## Task input
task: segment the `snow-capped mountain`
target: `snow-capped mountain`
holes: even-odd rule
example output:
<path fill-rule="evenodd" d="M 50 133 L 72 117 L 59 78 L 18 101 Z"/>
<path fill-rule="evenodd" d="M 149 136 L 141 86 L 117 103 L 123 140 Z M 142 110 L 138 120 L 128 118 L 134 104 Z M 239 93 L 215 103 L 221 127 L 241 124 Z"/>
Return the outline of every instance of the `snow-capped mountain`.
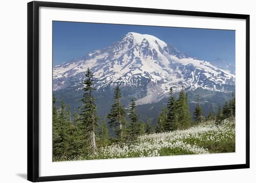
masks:
<path fill-rule="evenodd" d="M 175 92 L 182 85 L 187 90 L 221 92 L 235 88 L 230 71 L 191 57 L 153 36 L 129 32 L 106 48 L 55 66 L 54 90 L 80 90 L 88 67 L 98 92 L 119 85 L 139 105 L 158 102 L 171 87 Z"/>
<path fill-rule="evenodd" d="M 231 71 L 232 74 L 235 73 L 235 66 L 232 65 L 230 63 L 228 63 L 225 60 L 221 59 L 220 57 L 218 57 L 215 60 L 212 60 L 210 62 L 210 63 L 212 65 L 213 65 L 220 69 L 229 70 Z"/>

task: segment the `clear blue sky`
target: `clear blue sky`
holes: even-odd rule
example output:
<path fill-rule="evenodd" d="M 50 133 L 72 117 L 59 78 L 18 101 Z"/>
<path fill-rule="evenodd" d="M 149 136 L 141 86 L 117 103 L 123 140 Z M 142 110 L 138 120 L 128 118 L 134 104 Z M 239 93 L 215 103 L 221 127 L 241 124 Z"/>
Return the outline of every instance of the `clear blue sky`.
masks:
<path fill-rule="evenodd" d="M 54 21 L 54 65 L 108 46 L 128 32 L 152 35 L 202 59 L 235 63 L 235 31 Z"/>

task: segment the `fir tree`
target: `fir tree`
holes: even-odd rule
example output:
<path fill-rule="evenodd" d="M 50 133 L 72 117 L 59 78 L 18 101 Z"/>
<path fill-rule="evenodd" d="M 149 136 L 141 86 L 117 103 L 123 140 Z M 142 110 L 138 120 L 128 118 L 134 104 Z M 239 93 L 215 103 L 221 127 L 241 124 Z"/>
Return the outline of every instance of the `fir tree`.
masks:
<path fill-rule="evenodd" d="M 56 97 L 53 95 L 53 153 L 54 157 L 61 156 L 63 151 L 63 139 L 60 136 L 60 125 L 57 107 Z"/>
<path fill-rule="evenodd" d="M 95 141 L 96 128 L 99 117 L 97 116 L 97 106 L 95 103 L 96 98 L 93 95 L 93 75 L 88 68 L 85 75 L 86 78 L 83 82 L 83 98 L 80 100 L 82 106 L 79 107 L 81 110 L 80 120 L 82 121 L 85 130 L 85 137 L 88 141 L 88 147 L 90 152 L 94 153 L 97 148 Z"/>
<path fill-rule="evenodd" d="M 136 113 L 136 103 L 133 98 L 131 100 L 128 116 L 129 120 L 129 132 L 130 138 L 135 140 L 141 133 L 141 126 L 139 121 L 139 115 Z"/>
<path fill-rule="evenodd" d="M 183 86 L 177 101 L 178 128 L 187 128 L 190 126 L 191 116 L 189 110 L 188 95 L 185 92 Z"/>
<path fill-rule="evenodd" d="M 224 102 L 224 105 L 222 108 L 222 115 L 223 119 L 229 118 L 229 103 L 228 101 L 225 101 Z"/>
<path fill-rule="evenodd" d="M 109 140 L 109 135 L 108 133 L 108 128 L 107 125 L 106 117 L 104 118 L 102 121 L 102 124 L 100 126 L 99 136 L 101 142 L 103 145 L 107 145 L 108 144 Z"/>
<path fill-rule="evenodd" d="M 123 138 L 123 126 L 126 125 L 126 117 L 125 110 L 121 103 L 121 97 L 120 89 L 117 86 L 114 92 L 114 103 L 111 105 L 111 109 L 107 116 L 109 119 L 109 126 L 115 128 L 116 135 L 120 139 Z"/>
<path fill-rule="evenodd" d="M 176 130 L 177 127 L 176 103 L 171 87 L 170 88 L 169 95 L 167 103 L 167 120 L 165 127 L 166 131 Z"/>
<path fill-rule="evenodd" d="M 200 105 L 200 100 L 199 98 L 199 95 L 197 95 L 197 103 L 196 104 L 196 107 L 194 112 L 194 118 L 196 124 L 201 123 L 202 121 L 202 110 L 201 106 Z"/>
<path fill-rule="evenodd" d="M 166 108 L 162 107 L 160 115 L 157 118 L 155 132 L 159 133 L 164 132 L 167 121 L 167 109 Z"/>
<path fill-rule="evenodd" d="M 207 116 L 206 120 L 207 121 L 215 120 L 216 120 L 216 115 L 215 114 L 213 114 L 210 111 L 209 111 L 208 115 Z"/>
<path fill-rule="evenodd" d="M 220 106 L 219 106 L 219 109 L 217 112 L 217 115 L 216 115 L 216 120 L 215 120 L 215 123 L 216 125 L 219 125 L 223 120 L 223 114 L 222 110 Z"/>
<path fill-rule="evenodd" d="M 154 133 L 154 129 L 151 126 L 149 119 L 147 118 L 146 124 L 145 124 L 145 133 L 148 134 Z"/>
<path fill-rule="evenodd" d="M 229 114 L 233 121 L 236 116 L 236 98 L 234 93 L 232 93 L 232 98 L 229 101 Z"/>

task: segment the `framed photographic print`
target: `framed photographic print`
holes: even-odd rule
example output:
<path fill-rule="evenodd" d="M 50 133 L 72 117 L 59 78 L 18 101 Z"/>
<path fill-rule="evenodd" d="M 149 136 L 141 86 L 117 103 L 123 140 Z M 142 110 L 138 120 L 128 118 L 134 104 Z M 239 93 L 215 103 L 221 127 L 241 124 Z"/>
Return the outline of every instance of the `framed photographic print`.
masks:
<path fill-rule="evenodd" d="M 249 15 L 27 7 L 28 180 L 249 168 Z"/>

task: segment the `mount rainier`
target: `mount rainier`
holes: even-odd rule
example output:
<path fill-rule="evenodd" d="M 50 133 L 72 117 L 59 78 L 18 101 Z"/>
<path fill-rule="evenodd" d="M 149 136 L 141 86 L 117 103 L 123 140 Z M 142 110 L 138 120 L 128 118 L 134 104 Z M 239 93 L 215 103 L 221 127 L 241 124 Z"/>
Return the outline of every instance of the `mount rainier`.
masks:
<path fill-rule="evenodd" d="M 143 111 L 151 110 L 153 115 L 161 110 L 170 87 L 175 93 L 183 86 L 192 99 L 191 111 L 199 94 L 204 114 L 214 111 L 235 91 L 234 72 L 180 52 L 153 36 L 129 32 L 106 48 L 54 67 L 54 93 L 72 109 L 79 106 L 88 68 L 94 75 L 101 118 L 109 111 L 116 86 L 121 89 L 124 105 L 127 107 L 134 98 L 142 115 Z"/>
<path fill-rule="evenodd" d="M 175 92 L 182 85 L 188 91 L 229 92 L 235 88 L 230 71 L 190 57 L 154 36 L 129 32 L 106 48 L 54 67 L 54 91 L 81 89 L 88 67 L 97 90 L 117 85 L 131 89 L 139 105 L 158 101 L 171 87 Z"/>

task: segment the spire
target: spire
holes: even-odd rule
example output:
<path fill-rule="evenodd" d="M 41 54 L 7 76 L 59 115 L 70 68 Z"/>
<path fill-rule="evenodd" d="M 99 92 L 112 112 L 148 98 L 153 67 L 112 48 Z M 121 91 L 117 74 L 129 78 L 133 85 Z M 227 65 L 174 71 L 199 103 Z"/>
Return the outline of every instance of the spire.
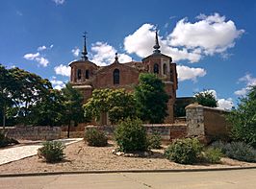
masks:
<path fill-rule="evenodd" d="M 87 55 L 88 55 L 88 50 L 87 50 L 87 32 L 85 32 L 84 33 L 84 35 L 83 35 L 83 37 L 84 37 L 84 40 L 85 40 L 85 42 L 84 42 L 84 49 L 83 49 L 83 52 L 82 52 L 82 59 L 83 60 L 87 60 L 88 59 L 88 57 L 87 57 Z"/>
<path fill-rule="evenodd" d="M 117 53 L 115 53 L 115 61 L 118 62 Z"/>
<path fill-rule="evenodd" d="M 160 49 L 160 45 L 159 45 L 159 41 L 158 41 L 158 31 L 156 30 L 156 39 L 155 39 L 155 42 L 156 44 L 153 46 L 153 48 L 155 49 L 153 52 L 155 54 L 158 54 L 160 53 L 161 51 L 159 50 Z"/>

## Task statement
Can you express the rows from the line with "task: segment the spire" up to and including the line with "117 53 L 115" as a two-column CSV headed instruction and masks, with one line for each row and its text and answer in one quoted field each, line breaks turned into spaces? Leave the picture out.

## Result of this exercise
instruction,masks
"task: segment the spire target: spire holes: even-odd rule example output: <path fill-rule=""evenodd"" d=""M 41 54 L 7 76 L 59 115 L 70 68 Z""/> <path fill-rule=""evenodd"" d=""M 99 92 L 112 112 L 148 98 L 153 67 L 112 48 Z M 121 91 L 117 74 L 129 78 L 133 85 Z M 227 65 L 174 71 L 199 103 Z""/> Return the outline of every instance of the spire. masks:","<path fill-rule=""evenodd"" d=""M 87 55 L 88 55 L 88 50 L 87 50 L 87 32 L 85 32 L 84 33 L 84 35 L 83 35 L 83 37 L 84 37 L 84 40 L 85 40 L 85 42 L 84 42 L 84 49 L 83 49 L 83 52 L 82 52 L 82 59 L 83 60 L 87 60 L 88 59 L 88 57 L 87 57 Z""/> <path fill-rule=""evenodd"" d=""M 117 53 L 115 53 L 115 61 L 118 62 Z""/>"